Start of Records shown

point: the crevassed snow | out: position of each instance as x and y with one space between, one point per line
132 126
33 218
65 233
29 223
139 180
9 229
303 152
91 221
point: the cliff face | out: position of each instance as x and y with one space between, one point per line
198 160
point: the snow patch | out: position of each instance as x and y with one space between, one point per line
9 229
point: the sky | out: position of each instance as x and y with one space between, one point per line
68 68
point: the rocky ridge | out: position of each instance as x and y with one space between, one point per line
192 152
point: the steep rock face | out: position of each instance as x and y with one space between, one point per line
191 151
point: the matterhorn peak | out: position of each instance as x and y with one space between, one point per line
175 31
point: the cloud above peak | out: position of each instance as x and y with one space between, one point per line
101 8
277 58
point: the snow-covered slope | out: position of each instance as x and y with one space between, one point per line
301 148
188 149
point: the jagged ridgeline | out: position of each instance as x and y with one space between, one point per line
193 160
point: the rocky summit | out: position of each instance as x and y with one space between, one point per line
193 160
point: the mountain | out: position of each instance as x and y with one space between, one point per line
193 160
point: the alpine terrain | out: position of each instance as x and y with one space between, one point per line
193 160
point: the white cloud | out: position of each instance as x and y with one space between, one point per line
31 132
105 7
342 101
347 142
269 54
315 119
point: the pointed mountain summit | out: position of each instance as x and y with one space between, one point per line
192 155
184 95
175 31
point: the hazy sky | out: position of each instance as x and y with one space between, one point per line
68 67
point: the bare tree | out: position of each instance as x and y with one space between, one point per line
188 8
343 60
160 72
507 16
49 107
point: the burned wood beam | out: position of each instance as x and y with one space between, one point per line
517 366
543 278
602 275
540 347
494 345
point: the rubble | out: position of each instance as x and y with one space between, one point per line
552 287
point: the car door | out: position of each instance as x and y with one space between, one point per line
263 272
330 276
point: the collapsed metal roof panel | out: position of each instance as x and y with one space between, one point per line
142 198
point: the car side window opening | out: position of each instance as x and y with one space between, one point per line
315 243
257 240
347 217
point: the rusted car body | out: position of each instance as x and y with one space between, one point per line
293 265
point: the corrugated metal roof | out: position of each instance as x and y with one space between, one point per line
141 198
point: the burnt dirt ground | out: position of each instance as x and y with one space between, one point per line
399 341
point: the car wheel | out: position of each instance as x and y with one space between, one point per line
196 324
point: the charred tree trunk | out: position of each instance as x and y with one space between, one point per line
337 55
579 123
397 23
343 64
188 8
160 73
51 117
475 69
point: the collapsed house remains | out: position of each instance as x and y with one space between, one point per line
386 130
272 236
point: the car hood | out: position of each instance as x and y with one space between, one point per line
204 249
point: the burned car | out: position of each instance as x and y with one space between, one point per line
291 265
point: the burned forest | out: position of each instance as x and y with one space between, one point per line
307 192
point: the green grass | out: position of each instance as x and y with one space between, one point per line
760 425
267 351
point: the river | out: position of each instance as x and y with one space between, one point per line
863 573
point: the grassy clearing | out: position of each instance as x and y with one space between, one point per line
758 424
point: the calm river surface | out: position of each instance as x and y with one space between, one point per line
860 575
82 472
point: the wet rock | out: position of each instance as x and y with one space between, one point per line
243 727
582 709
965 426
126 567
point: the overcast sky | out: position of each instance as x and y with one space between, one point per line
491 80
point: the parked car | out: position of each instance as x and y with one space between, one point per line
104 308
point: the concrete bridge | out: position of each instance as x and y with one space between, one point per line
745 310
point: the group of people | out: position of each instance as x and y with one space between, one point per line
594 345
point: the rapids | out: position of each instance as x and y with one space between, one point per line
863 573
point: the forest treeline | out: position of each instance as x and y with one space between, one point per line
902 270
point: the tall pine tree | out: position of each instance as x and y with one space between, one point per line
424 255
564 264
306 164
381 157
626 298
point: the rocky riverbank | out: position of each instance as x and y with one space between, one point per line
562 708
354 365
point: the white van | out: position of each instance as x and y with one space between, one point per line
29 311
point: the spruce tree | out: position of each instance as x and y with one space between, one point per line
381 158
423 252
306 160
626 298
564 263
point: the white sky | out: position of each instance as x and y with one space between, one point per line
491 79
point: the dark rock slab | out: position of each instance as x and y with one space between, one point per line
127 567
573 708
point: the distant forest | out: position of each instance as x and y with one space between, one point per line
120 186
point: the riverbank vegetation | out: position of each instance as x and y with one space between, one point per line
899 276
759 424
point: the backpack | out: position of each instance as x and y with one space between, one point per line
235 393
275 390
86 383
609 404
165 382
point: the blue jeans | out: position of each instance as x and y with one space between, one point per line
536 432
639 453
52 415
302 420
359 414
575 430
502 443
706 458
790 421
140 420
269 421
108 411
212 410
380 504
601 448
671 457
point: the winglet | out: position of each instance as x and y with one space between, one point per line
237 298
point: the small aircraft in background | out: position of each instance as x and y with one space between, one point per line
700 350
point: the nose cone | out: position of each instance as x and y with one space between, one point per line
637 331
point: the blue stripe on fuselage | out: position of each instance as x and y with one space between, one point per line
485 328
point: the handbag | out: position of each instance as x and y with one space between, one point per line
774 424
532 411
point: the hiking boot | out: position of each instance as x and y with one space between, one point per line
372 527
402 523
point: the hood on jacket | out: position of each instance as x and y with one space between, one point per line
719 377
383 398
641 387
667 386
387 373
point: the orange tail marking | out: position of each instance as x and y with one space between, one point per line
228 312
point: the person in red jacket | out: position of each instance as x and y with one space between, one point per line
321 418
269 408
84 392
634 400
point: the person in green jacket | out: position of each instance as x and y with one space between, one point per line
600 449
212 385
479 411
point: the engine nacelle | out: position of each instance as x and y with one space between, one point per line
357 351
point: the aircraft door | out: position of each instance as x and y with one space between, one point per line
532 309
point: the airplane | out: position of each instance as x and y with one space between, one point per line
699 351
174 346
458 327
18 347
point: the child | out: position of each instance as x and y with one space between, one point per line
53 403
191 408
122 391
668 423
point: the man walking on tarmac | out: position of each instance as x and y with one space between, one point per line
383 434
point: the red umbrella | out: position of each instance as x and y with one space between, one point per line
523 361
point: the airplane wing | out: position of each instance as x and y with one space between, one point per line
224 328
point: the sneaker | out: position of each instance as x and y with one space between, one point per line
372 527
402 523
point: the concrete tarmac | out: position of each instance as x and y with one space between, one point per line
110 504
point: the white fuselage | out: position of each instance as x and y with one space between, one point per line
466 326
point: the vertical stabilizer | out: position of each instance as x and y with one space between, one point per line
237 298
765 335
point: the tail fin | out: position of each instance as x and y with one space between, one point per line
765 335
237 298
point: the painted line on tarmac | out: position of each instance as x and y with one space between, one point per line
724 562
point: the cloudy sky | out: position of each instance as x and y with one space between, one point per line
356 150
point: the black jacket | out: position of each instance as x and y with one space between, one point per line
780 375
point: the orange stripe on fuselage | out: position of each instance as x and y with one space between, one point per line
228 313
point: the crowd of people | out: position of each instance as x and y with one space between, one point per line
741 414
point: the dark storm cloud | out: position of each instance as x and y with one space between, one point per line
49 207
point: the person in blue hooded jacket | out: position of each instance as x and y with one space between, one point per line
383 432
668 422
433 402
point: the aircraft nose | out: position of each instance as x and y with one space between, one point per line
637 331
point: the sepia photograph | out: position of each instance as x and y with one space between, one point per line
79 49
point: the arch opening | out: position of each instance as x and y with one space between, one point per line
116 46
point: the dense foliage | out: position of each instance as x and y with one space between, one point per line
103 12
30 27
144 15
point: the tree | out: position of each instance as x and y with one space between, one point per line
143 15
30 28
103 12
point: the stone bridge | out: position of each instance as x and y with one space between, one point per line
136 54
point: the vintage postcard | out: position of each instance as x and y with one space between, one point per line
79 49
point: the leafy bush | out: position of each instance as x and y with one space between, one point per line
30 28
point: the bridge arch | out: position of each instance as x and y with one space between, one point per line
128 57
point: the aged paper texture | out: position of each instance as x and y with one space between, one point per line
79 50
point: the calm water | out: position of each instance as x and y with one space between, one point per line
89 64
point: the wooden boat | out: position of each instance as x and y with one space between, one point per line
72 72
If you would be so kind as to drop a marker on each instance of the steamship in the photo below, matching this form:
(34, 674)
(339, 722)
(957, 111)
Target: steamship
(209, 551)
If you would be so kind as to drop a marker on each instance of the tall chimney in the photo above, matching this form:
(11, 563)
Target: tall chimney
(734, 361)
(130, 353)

End of Records shown

### Exercise task
Could you render the entries from the line containing "of the steamship" through the end of the entries, inclusive, as a Markdown table with the columns Row and Line, leaving out any blank lines?

### Correct output
| Row | Line |
|---|---|
| 1 | If you would be so kind as to drop a marker on each instance of the steamship in the photo below, matching this form: |
| 2 | (34, 674) |
| 3 | (339, 722) |
| 4 | (957, 111) |
| 5 | Target: steamship |
| 6 | (209, 551) |
| 7 | If you would be so kind as to drop a marker on each instance of the tall chimney in the photo above, matching this form: |
| 8 | (11, 563) |
| 9 | Target: tall chimney |
| 10 | (734, 361) |
| 11 | (130, 353) |